[Stored items from a collection]
= = = = = = =
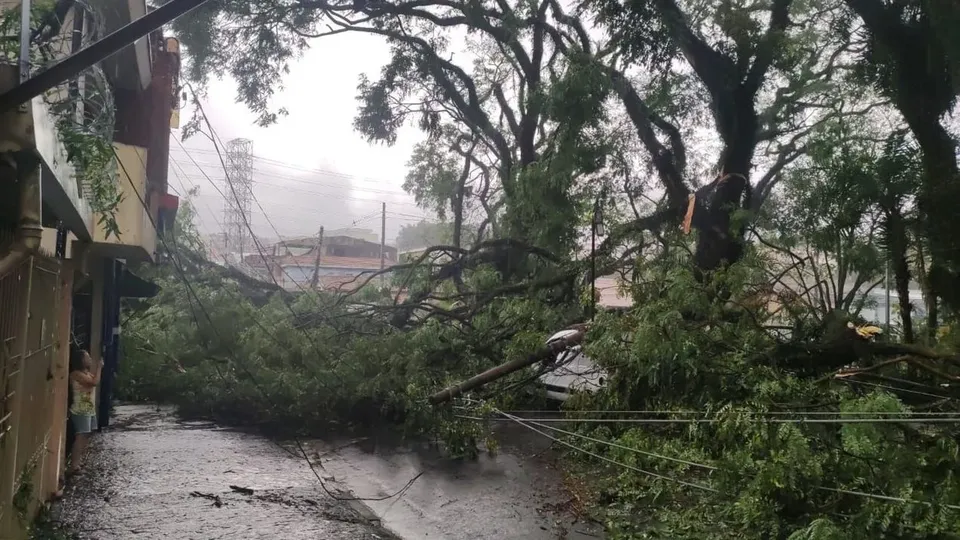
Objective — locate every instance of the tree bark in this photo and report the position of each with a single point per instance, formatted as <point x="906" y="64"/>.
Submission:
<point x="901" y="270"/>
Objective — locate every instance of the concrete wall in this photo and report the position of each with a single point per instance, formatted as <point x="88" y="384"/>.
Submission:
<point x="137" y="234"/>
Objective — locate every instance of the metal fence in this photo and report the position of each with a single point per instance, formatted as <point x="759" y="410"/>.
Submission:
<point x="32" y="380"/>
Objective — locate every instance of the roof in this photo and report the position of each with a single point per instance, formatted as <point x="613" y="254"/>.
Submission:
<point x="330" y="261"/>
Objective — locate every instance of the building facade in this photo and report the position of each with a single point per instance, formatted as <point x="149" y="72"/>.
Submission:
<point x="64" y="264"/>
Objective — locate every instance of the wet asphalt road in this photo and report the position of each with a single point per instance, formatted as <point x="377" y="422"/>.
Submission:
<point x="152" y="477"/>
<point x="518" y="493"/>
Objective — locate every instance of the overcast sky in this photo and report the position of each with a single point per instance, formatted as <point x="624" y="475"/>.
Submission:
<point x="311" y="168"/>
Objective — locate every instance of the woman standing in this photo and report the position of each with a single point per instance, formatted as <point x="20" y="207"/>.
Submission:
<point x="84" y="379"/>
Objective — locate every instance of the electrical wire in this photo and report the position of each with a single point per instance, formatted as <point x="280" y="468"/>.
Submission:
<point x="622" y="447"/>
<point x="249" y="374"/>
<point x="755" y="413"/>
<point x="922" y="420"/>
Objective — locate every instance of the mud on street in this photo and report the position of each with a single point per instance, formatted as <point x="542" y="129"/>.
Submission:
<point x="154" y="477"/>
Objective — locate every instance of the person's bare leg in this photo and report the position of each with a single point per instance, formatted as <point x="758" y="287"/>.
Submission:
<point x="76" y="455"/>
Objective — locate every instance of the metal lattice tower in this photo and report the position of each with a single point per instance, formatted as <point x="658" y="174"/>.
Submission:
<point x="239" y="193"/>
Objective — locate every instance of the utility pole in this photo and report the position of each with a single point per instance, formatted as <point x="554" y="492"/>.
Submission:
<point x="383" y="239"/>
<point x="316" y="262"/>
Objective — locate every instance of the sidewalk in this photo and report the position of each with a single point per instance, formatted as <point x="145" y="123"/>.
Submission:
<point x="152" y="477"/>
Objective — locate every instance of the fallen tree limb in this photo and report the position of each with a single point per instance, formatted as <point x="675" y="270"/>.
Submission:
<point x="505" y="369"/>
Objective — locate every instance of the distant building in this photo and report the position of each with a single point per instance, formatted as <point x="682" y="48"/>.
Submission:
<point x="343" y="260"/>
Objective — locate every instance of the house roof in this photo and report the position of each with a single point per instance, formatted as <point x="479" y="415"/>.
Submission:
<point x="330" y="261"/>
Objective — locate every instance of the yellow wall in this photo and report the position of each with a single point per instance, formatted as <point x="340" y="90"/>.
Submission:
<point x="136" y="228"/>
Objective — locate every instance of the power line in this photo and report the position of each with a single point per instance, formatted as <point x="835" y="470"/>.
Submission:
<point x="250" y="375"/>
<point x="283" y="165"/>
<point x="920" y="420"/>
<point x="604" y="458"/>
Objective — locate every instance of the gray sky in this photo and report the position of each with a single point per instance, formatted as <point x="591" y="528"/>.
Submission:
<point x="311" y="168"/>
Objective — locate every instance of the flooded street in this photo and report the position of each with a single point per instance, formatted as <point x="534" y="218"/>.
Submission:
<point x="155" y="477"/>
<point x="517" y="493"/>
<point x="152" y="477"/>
= = = = = = =
Work required
How many of the lines above include the string "metal"? Answer with the number only.

Response to the task
2